Records of labeled boxes

☆ ☆ ☆ ☆ ☆ ☆ ☆

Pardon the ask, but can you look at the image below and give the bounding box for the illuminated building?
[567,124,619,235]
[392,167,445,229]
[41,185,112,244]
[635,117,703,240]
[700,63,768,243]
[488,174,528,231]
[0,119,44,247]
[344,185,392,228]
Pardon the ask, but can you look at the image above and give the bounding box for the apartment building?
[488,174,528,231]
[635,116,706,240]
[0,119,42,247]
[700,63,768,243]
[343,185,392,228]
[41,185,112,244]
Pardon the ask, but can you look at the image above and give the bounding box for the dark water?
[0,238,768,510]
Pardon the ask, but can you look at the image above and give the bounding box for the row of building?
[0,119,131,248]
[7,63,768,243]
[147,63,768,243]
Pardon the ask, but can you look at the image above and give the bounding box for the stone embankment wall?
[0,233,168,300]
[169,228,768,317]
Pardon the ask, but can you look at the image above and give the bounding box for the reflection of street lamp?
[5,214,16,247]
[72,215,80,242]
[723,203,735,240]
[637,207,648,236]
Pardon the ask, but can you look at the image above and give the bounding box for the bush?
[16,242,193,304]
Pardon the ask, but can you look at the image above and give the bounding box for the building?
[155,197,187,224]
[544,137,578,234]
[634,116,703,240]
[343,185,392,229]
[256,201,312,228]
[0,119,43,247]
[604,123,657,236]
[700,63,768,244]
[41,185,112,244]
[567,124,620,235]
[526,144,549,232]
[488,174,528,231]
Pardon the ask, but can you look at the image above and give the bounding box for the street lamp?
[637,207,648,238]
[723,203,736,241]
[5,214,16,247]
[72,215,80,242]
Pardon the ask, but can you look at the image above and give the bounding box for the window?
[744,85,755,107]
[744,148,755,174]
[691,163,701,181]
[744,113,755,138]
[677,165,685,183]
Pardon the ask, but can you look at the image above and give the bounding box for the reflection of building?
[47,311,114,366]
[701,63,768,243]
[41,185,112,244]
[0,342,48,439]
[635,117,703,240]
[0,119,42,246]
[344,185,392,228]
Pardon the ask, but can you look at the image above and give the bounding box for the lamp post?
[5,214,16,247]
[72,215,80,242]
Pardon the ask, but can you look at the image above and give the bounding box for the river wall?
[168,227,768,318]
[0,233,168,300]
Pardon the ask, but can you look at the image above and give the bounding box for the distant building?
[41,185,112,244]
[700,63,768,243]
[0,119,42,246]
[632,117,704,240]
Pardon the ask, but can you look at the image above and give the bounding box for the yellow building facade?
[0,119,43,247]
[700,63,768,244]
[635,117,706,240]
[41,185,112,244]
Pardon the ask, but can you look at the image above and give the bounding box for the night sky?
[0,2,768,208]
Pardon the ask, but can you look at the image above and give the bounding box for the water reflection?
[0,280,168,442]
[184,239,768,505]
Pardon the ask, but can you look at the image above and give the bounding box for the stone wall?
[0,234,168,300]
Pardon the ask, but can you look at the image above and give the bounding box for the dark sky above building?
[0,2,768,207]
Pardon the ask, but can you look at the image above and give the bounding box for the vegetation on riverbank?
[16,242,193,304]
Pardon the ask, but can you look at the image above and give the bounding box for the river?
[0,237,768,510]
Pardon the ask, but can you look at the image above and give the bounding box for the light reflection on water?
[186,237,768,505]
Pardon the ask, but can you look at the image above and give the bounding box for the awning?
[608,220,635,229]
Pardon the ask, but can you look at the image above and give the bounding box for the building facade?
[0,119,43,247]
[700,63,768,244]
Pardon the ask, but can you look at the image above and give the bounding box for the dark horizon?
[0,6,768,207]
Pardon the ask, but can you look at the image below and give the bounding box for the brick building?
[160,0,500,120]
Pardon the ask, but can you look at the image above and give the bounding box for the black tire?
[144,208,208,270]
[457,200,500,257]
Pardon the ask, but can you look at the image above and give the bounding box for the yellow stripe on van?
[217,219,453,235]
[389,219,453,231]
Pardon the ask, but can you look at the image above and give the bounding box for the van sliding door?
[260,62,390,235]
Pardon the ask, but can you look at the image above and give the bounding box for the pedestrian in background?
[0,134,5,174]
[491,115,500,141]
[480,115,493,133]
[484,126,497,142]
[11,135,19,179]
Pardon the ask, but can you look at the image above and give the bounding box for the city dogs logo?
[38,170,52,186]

☆ ☆ ☆ ☆ ☆ ☆ ☆

Set exercise: Rewrite the records above, replacing every "Pardon the ask" with "Excuse the interruption" and leaving all other text unchanged.

Task solution:
Excuse the interruption, but can you look at the image below and give the bounding box for the illuminated building?
[567,124,619,235]
[392,167,445,229]
[41,185,112,244]
[635,117,703,240]
[700,63,768,243]
[488,174,528,231]
[0,119,44,247]
[344,185,392,228]
Excuse the interruption, but can you look at the image above and give the bounding box for the apartment building?
[488,174,528,231]
[635,116,706,240]
[0,119,42,247]
[700,63,768,243]
[343,185,392,228]
[41,185,112,244]
Excuse the interruption, but can you look at the image above and give the bounding box for the dark water?
[0,238,768,510]
Excuse the interruption, but can you look at the image above and give the bounding box for the row of building?
[0,119,131,248]
[7,63,768,243]
[147,63,768,243]
Excuse the interruption, but can you look at the image above and give the bounding box for the stone embankment wall?
[0,233,168,300]
[169,228,768,317]
Excuse the interruption, but can you look at the image above and give the bounding box for the reflection of street lamp?
[5,214,16,247]
[72,215,80,242]
[723,203,735,240]
[637,207,648,236]
Excuse the interruption, but can you look at the image above and give the bounding box for the bush?
[16,242,193,304]
Excuse the interruption, but can you look at the image above and give the bounding box for the building?
[155,197,187,224]
[544,137,578,234]
[634,116,703,240]
[343,185,392,229]
[256,201,312,228]
[0,119,43,247]
[604,123,657,236]
[700,63,768,244]
[41,185,112,244]
[567,124,620,235]
[526,144,549,232]
[488,174,528,231]
Excuse the interruption, but can you look at the image above and give the bounding box for the street lamp?
[637,207,648,238]
[723,203,736,241]
[5,214,16,247]
[72,215,80,242]
Excuse the interruption, but can you look at the image above and give the bounding box for the window?
[744,85,755,107]
[744,148,755,174]
[691,163,701,181]
[744,113,755,138]
[677,165,685,183]
Excuse the interruption, but can you look at the image above and give the bounding box for the reflection of building?
[47,311,114,366]
[701,63,768,243]
[41,185,112,244]
[0,342,48,439]
[635,117,703,240]
[0,119,42,246]
[344,185,392,228]
Excuse the interruption, but can you look at the image above and give the bounding box for the lamp post?
[5,214,16,247]
[72,215,80,242]
Excuse the interruption, but can you look at the image above and give the bounding box for the river wall?
[168,227,768,318]
[0,233,168,300]
Excuse the interruption, but can you look at the image above and give the bounding box for the distant building?
[41,185,112,244]
[700,63,768,243]
[0,119,42,246]
[632,117,704,240]
Excuse the interruption, but can you look at the image above and give the bounding box for the yellow building facade?
[0,119,43,247]
[700,63,768,244]
[635,117,706,240]
[41,185,112,244]
Excuse the interruption, but can you look at the image above and give the bounding box for the night sky?
[0,2,768,208]
Excuse the interruption, but can you look at the image above and give the bounding box for the water reflection?
[0,280,168,442]
[184,239,768,505]
Excuse the interruption, but can you look at the image above and give the bounding box for the stone wall?
[0,234,168,300]
Excuse the interruption, but can you look at the image above and give the bounding box for the dark sky above building?
[0,2,768,207]
Excuse the interruption, but can you look at the image above and give the bounding box for the vegetation on riverbank?
[16,242,193,304]
Excuse the interruption, but can you look at the image above and give the bounding box for the river?
[0,237,768,510]
Excuse the interruption, but can you look at the image above and give the bounding box for the light reflection on water?
[186,237,768,505]
Excuse the interruption, but can you look at the image above and give the bounding box for the awning?
[608,220,635,229]
Excuse the interruption, but can you look at the image above and give the bounding box for the building facade?
[0,119,43,247]
[700,63,768,244]
Excuse the interruption, but can you look at the image above and give the bounding box for the dark horizon?
[0,6,768,207]
Excuse the interruption, but can you look at the image below and give the bounding box for the brick building?
[160,0,500,120]
Excuse the interruption, but can you look at the image above and give the bounding box for the black tire?
[144,208,208,270]
[457,200,500,257]
Excuse the interruption, but can you look at the image above and give the bounding box for the yellow stripe on van?
[217,219,453,235]
[389,219,453,231]
Excuse the interruption, but can you look at the image above and give the bounding box for the van sliding door?
[260,62,390,235]
Excuse the interruption, but can you look at the image above and give the bounding box for the pedestrian in background?
[0,134,5,174]
[491,115,500,141]
[480,115,493,133]
[484,126,497,142]
[11,135,19,179]
Excuse the interruption, but can you look at the image above and give the bounding box for the city dogs logo?
[38,170,52,186]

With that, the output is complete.